▶ **TASKS**
(a) Reproduce verbatim the stretch of the pandemic preparedness article from "WHO and CEPI" through "on individual pathogens.".
(b) Proceed with the article on the WHO and CEPI call for a broader pandemic research strategy, picking up after its final sentence.

Pharmafile Logo

WHO and CEPI call for broader research strategy to prepare for future pandemics

They have highlighted the importance of expanding research to entire families of pathogens
- PMLiVE

The World Health Organization (WHO) and the Coalition for Epidemic Preparedness Innovations (CEPI) have called on researchers and governments to develop a broader research strategy to help countries prepare for future pandemics.

The call comes after the Global Pandemic Preparedness Summit 2024, where the WHO Research and Development (R&D) Blueprint for Epidemics issued a report urging a broader-based approach by researchers and countries.

Calling on researchers and governments, they aim to accelerate and improve research to encompass entire families of pathogens that can infect humans, regardless of whether they pose a pandemic risk, as well as focusing on individual pathogens.

▶ **THE DATA**
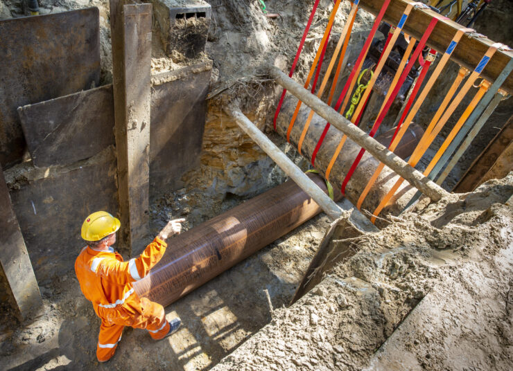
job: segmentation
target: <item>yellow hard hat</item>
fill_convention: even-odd
[[[121,223],[106,211],[91,214],[82,224],[80,235],[86,241],[99,241],[119,229]]]

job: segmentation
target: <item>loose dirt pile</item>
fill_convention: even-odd
[[[513,173],[354,239],[214,370],[511,370],[512,193]]]

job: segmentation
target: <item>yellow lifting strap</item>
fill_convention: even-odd
[[[367,80],[367,84],[364,85],[363,84],[360,83],[360,80],[362,79],[362,76],[363,76],[363,74],[367,71],[370,72],[370,78]],[[353,116],[354,109],[360,102],[360,99],[362,98],[362,93],[363,93],[363,91],[367,89],[367,87],[369,86],[369,83],[370,82],[370,80],[372,78],[374,74],[374,73],[372,71],[372,70],[369,70],[369,69],[364,69],[360,73],[360,75],[358,77],[358,87],[356,88],[356,90],[354,91],[354,93],[351,98],[351,105],[349,106],[349,109],[347,109],[347,112],[345,114],[346,118],[350,119],[351,116]]]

▶ **RESPONSES TO THE TASKS**
(a)
WHO and CEPI call for broader research strategy to prepare for future pandemics

They have highlighted the importance of expanding research to entire families of pathogens
- PMLiVE

The World Health Organization (WHO) and the Coalition for Epidemic Preparedness Innovations (CEPI) have called on researchers and governments to develop a broader research strategy to help countries prepare for future pandemics.

The call comes after the Global Pandemic Preparedness Summit 2024, where the WHO Research and Development (R&D) Blueprint for Epidemics issued a report urging a broader-based approach by researchers and countries.

Calling on researchers and governments, they aim to accelerate and improve research to encompass entire families of pathogens that can infect humans, regardless of whether they pose a pandemic risk, as well as focusing on individual pathogens.

(b)
The approach, which aims to use prototype pathogens as guides to develop the knowledge base for entire pathogen families, will comprise broadly applicable knowledge, tools and countermeasures to be adapted to emerging threats, as well as speed up surveillance and research to further understand how pathogens transmit and infect humans and how the immune system responds to them.

Involving over 200 scientists from more than 50 countries who evaluated the science and evidence on 28 virus families and one core group of bacteria, encompassing 1,652 pathogens, the epidemic and pandemic risk were determined by considering available information on transmission patterns, virulence and the availability of diagnostic tests, vaccines and treatments.

Furthermore, WHO and CEPI have also called for globally coordinated, collaborative research to prepare for potential pandemics.

To support this, WHO is establishing a Collaborative Open Research Consortium, involving global research institutions, for each pathogen family, with a WHO Collaborating Centre acting as the research hub for each family, to promote greater research collaboration and equitable participation.

Dr Tedros Adhanom Ghebreyesus, WHO director-general, commented: “We need… science and political resolve to come together as we prepare for the next pandemic. Advancing our knowledge of the many pathogens that surround us is a global project requiring the participation of scientists from every country.”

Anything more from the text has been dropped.